======== MATERIALS PROVIDED ========

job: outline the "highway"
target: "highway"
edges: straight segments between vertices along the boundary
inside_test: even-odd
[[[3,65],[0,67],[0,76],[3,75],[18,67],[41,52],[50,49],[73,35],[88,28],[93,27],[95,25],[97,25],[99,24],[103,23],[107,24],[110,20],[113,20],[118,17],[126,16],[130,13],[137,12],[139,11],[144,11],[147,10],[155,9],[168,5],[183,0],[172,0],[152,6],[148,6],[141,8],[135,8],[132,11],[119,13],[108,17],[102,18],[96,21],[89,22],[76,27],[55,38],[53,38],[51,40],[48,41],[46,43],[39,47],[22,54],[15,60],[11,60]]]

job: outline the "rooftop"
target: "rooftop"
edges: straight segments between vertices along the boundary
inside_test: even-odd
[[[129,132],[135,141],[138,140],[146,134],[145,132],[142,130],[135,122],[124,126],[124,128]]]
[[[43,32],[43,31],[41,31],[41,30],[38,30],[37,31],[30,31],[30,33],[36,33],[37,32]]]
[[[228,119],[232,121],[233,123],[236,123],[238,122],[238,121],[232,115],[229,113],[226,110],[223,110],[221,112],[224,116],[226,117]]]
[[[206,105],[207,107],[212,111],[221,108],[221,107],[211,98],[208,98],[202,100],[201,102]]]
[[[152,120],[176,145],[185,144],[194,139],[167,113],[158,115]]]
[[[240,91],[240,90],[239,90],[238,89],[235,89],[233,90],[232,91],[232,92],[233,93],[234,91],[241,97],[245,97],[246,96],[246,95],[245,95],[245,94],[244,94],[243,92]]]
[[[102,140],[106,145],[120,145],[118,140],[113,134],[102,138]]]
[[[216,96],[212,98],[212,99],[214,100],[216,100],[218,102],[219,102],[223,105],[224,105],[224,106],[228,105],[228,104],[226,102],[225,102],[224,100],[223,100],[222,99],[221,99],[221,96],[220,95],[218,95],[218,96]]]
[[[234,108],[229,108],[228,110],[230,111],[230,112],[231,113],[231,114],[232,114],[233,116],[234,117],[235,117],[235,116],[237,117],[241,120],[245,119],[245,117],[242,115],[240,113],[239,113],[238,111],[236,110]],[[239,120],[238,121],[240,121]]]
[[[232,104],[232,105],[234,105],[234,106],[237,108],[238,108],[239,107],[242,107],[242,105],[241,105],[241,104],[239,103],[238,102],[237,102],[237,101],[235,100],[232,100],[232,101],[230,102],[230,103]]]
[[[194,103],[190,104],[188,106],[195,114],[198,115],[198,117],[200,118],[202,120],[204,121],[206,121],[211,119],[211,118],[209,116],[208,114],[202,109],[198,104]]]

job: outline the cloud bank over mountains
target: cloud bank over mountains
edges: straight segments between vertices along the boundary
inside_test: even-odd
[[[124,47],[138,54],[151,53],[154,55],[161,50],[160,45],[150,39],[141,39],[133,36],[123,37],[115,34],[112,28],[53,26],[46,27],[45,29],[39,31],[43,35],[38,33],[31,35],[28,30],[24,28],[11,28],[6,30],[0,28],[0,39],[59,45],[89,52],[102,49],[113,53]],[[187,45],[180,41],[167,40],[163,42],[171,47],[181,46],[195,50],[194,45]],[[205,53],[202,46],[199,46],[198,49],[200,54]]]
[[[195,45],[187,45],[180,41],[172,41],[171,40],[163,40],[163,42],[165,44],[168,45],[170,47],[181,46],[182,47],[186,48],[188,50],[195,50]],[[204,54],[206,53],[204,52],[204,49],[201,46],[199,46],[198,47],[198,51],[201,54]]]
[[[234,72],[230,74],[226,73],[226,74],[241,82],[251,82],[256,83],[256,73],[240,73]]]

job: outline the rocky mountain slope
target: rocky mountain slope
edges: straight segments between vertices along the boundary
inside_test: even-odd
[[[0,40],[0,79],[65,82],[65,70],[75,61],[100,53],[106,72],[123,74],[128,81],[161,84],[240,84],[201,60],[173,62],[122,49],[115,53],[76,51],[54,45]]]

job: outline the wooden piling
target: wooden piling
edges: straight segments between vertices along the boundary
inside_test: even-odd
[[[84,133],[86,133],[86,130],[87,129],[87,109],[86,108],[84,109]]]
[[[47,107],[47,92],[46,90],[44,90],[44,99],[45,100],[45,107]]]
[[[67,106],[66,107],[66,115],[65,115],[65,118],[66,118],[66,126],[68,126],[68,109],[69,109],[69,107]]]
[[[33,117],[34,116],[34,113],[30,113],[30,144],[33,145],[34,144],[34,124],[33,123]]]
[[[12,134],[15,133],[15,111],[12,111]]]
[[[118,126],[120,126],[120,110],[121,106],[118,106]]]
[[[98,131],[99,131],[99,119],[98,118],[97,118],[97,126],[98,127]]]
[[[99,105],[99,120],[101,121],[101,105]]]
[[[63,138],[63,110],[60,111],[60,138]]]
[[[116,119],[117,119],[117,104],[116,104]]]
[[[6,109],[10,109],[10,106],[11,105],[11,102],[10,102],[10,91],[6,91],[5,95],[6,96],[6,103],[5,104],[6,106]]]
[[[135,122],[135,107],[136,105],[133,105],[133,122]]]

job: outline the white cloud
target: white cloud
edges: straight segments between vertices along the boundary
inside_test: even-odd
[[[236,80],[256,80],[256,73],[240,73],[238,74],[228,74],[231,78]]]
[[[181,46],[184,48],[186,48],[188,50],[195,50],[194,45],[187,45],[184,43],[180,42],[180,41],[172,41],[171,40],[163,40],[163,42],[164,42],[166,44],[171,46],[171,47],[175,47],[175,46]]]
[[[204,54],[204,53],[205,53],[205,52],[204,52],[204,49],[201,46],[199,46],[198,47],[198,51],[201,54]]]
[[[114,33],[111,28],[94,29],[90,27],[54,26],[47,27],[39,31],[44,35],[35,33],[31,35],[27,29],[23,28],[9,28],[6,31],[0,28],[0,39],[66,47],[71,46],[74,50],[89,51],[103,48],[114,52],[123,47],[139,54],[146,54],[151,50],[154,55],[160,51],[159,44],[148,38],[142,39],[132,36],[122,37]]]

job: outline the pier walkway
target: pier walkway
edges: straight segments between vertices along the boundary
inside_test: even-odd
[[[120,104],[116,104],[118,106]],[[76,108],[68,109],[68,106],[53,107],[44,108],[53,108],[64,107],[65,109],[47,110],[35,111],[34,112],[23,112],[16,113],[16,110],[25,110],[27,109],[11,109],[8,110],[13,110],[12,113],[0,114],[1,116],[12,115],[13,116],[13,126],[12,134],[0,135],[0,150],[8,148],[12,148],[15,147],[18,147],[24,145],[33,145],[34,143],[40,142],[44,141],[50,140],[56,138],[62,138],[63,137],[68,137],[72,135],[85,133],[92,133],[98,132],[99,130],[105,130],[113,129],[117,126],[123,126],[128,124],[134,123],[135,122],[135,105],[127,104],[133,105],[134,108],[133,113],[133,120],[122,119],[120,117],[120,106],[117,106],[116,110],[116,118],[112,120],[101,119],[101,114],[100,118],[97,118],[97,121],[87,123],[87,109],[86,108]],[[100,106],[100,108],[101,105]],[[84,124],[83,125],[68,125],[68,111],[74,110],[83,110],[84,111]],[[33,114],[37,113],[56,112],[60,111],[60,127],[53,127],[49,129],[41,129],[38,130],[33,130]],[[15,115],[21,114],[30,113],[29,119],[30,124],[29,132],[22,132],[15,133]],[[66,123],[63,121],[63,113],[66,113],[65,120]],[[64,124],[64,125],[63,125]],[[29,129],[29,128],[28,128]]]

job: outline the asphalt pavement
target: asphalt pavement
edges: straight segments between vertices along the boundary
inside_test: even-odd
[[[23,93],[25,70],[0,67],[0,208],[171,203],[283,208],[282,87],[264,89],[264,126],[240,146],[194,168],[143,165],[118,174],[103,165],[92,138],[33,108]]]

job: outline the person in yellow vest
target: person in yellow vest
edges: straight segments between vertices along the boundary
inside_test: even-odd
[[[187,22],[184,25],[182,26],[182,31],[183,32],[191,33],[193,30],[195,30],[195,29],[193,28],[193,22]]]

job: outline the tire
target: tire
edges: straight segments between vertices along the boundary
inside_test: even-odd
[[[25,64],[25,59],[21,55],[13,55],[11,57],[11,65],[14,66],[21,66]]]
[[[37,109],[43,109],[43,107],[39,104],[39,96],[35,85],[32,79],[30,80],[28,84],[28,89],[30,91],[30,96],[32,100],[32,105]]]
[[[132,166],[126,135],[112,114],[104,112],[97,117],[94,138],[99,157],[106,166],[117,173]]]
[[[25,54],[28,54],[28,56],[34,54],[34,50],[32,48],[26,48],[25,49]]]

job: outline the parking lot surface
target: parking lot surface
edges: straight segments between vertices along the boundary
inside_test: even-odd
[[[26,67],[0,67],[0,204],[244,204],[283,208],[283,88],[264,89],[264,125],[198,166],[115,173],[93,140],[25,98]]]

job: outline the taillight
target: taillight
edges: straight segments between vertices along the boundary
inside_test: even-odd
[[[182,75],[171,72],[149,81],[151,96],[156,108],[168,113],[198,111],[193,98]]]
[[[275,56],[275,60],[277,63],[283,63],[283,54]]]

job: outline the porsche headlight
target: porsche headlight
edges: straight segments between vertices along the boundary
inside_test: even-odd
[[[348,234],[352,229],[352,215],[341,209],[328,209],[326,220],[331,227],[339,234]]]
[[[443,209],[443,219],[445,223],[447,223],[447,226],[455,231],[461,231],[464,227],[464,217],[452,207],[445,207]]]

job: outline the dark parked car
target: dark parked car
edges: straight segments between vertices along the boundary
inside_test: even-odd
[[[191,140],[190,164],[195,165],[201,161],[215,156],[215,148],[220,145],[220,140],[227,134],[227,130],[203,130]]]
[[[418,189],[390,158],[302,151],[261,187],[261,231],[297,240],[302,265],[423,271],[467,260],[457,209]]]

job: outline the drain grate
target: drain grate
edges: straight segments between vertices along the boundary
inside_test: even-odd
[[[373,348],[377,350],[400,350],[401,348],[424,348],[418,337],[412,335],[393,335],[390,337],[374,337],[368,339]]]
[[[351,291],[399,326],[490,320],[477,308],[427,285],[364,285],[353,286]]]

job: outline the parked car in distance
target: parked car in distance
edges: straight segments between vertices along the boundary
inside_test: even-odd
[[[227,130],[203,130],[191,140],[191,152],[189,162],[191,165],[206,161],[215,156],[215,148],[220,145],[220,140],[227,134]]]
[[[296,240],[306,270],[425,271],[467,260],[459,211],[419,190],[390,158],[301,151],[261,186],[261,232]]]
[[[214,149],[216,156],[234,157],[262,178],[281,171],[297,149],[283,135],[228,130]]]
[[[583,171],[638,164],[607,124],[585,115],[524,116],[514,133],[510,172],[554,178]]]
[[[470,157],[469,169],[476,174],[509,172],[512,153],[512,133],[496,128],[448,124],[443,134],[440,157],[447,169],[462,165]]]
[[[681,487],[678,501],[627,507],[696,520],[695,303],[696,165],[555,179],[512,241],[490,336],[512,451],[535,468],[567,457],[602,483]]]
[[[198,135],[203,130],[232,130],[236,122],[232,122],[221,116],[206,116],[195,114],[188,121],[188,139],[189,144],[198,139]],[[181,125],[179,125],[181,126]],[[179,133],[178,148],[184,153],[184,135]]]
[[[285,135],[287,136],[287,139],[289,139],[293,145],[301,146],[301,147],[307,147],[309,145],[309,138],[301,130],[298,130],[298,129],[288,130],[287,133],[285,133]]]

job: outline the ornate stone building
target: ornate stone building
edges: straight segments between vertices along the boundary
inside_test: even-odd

========

REQUIREMENT: Copy out each line from the rows above that contains the word "white".

CORRECT RESULT:
job: outline the white cloud
target: white cloud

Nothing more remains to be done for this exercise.